--- INPUT DATA Enclosed Below ---

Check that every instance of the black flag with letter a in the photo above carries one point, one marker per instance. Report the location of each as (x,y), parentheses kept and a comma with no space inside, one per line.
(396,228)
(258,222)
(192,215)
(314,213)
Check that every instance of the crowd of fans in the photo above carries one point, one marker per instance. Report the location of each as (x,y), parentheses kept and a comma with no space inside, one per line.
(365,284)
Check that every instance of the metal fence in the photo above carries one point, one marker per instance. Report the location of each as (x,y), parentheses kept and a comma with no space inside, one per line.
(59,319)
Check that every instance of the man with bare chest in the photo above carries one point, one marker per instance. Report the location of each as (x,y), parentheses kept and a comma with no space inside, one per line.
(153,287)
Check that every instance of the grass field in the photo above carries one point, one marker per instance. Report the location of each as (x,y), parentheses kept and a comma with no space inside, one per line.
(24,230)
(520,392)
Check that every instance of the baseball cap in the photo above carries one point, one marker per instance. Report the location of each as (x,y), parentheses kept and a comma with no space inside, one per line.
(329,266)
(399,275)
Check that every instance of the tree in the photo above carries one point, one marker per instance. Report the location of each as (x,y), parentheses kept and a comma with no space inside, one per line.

--- End of Enclosed INPUT DATA ---

ACTION ITEM
Type the entries out again so that they match exactly.

TASK OUTPUT
Check that every instance of the black flag with letter a in the photo above carries one point, one marker per instance. Report the location of each as (x,y), parentheses kept and a comma with no space inside, one per line.
(396,228)
(258,222)
(192,215)
(314,213)
Check that every instance of the crowd of fans in the photo above carries one point, one marker per instance. Report the location of each as (x,y), parentheses kept and a comma with no space inside, one per line.
(365,284)
Check that every instance of the metal fence in the photo above carries one point, one marker per instance. Report the location of each as (x,y), parentheses kept and a comma with no space inside, one per line.
(59,319)
Check that every instance of the man with bare chest in the photo above carries one point, one marker per instance. Report the location of each as (x,y), parentheses kept and a comma with no space inside, one per line.
(153,287)
Check that every instance of the grass field in the photo above carries one point, one marker per instance. Report the location of each as (x,y), parentheses kept and a comma with no space inside, one per line.
(24,230)
(520,392)
Check that every instance of the baseball cap in the photo above carries one point, one marker per instance. Report the location of each as (x,y), parentheses kept and a comma with no space inside, one per line.
(329,266)
(399,275)
Check that every instance of the tree in the photo above carries one point, one marker per instance. Report the location of each as (x,y), parentheses kept and a comma with no space inside, one per line.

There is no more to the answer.